Saturday, March 26, 2022

Making Progress

The first indoor party we've been to in more than two years:
Rick and Bernie Brown celebrate 40 years of marriage.

One day about twelve years ago, when I worked at the Ministry of the Environment building at Avenue Road and St. Clair, a man walked into my office with a sample board of roofing shingles. A security guard accompanied him. I was in a meeting with staff. 

As the guard and my staff watched and waited, the man asked me which colour shingles I wanted to go on the roofs of the front row of townhouses in my condo complex. He needed my decision right away.

I asked which colour was most like what was on the roof already. The man pointed to a dark grey tile.

"Fine," I said, "that's the one I want." He thanked me and left, taking the security guard with him.

I had to make that decision then, that day, that way, because I was the Vice-President of Maintenance on our self-managed condo board. I think that was the first time it crossed my mind, as I explained to my staff what had just happened, that being on the board of a self-managed condo was insane.

The insanity is almost over. Watch this space for more news in coming weeks.

Marty

Joining Dianne Saxe's Friday afternoon door-knocking crew this week was Marty, a friend of Dianne's since first year law school. He's about six four and maybe 280 pounds. He said he'd be our security detail, which seemed plausible until I saw how much trouble Marty, a sweet, garrulous man in his 70s, had getting up and down even short flights of stairs. 

Marty's special gift was accosting passersby on the sidewalk while Dianne and I took the stairs up to houses all along Beverly Street. One fellow, at Marty's prompting, dodged the traffic just south of College so he could stand on the sidewalk with Dianne, look her in the eye and tell her he'd be glad to vote for her. 

Our stomping grounds this week were smack dab in the middle of the student ghetto south of University of Toronto. There are few apartment buildings, and almost every house is subdivided into tiny rooms. It doesn't seem to matter where we go, though, on the Friday afternoon canvass. We always gather about five or six sign requests and distribute about 200 flyers. Half a dozen or so people are thrilled to meet Dianne; about the same number are dismissive or hostile. Everyone else is noncommitally pleasant or not interested.

Coordinate label data:
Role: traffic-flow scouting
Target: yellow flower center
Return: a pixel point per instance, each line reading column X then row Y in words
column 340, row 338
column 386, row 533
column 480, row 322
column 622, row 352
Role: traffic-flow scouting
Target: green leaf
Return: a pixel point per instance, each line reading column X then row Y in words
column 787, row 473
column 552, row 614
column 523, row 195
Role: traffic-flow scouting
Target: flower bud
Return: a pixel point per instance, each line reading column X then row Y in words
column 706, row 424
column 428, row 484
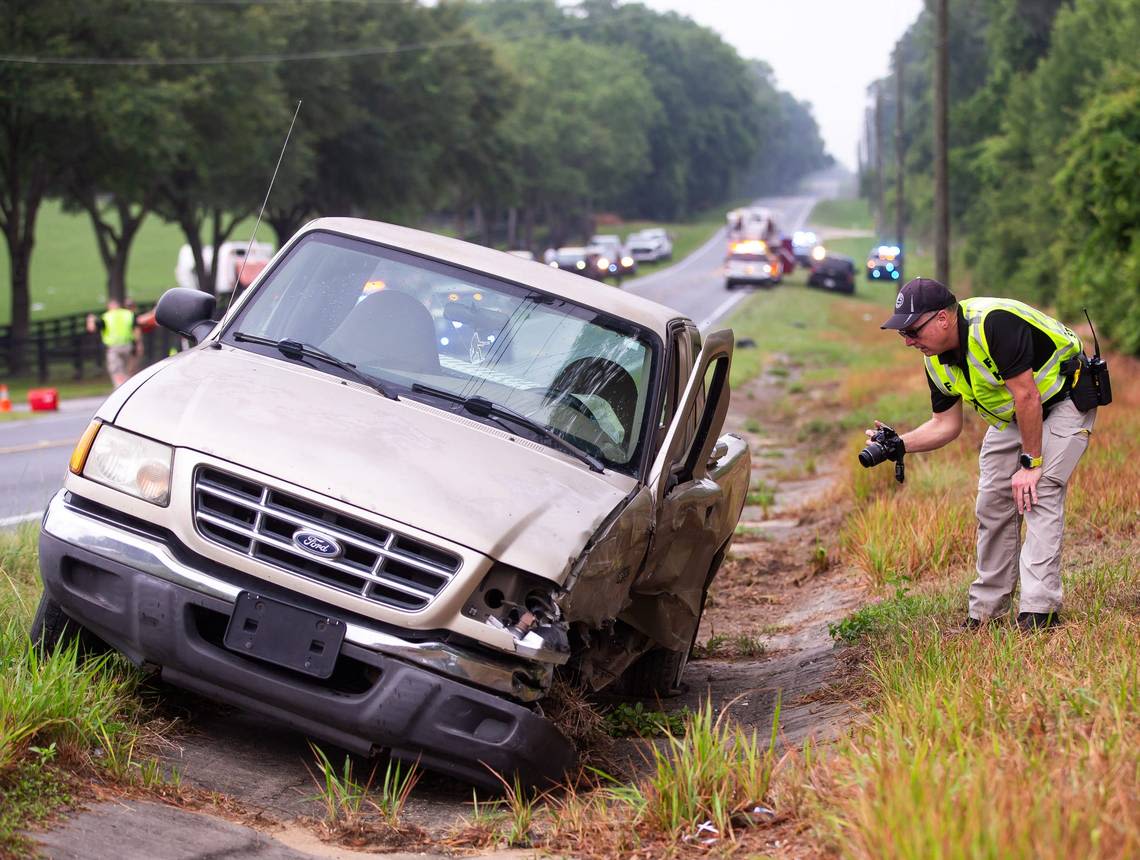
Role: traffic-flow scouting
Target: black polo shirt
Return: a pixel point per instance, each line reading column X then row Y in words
column 1015, row 346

**Written tasks:**
a - Check each statement against the blog post above the records and answer yes or no, quoting the words of the post that decide it: (i) The man with the sample board of shingles came into the office alone. (ii) The dark grey tile was the one most like what was already on the roof. (iii) The Friday afternoon canvass usually brings in about five or six sign requests.
b - Carry on writing the blog post about the condo board and the Friday door-knocking, starting right after its last sentence.

**Outputs for the tasks:**
a -
(i) No: "A security guard accompanied him."
(ii) Yes: "I asked which colour was most like what was on the roof already. The man pointed to a dark grey tile."
(iii) Yes: "We always gather about five or six sign requests and distribute about 200 flyers."

b -
Thanks for reading!

Have a great week!

Karen 

Saturday, March 19, 2022

Vanishing

The one remaining payphone in Union station. 

January and February dumped a lot of snow on Toronto, so spring's arrival is more of a visual show than normal. Huge snow banks laboriously built with shovels shrink in the warm sun, vanishing by some fixed arrangement with the laws of physics.

Melted snow banks made it easier to get around on this Friday's bout of campaigning with Dianne Saxe. We were canvassing College Street and Montrose, the heart of Little Italy.   

There was only one purpose-built multi-unit building on our route, and the rest were houses, either home to the people who had lived there for fifty years, or home to seven people who wouldn’t stay there a year, or home to more recent owners who had finally found a house they could afford in Toronto.

To sum up our afternoon:

Making her way up the shared driveway, Dianne said hello to a woman, whom I'm guessing was in her 80's, in a fur coat and hat, standing in her back yard, talking to herself in (I'm going to say...) Greek. This caught the attention of the dog next store whose barking caught the attention of a young man, in jeans and a sleeveless t-shirt, with "cupping" bruises on his right shoulder, who came out of his garage and asked what was going on. Dianne was busy, so I explained who we were and what we were doing. He clearly could not have cared less, said goodbye and turned his back. Dianne did about as well with the old woman. 

At the end of every canvas run, Dianne asks me which was my favourite encounter. This was it.

Thanks for reading!

Have great week!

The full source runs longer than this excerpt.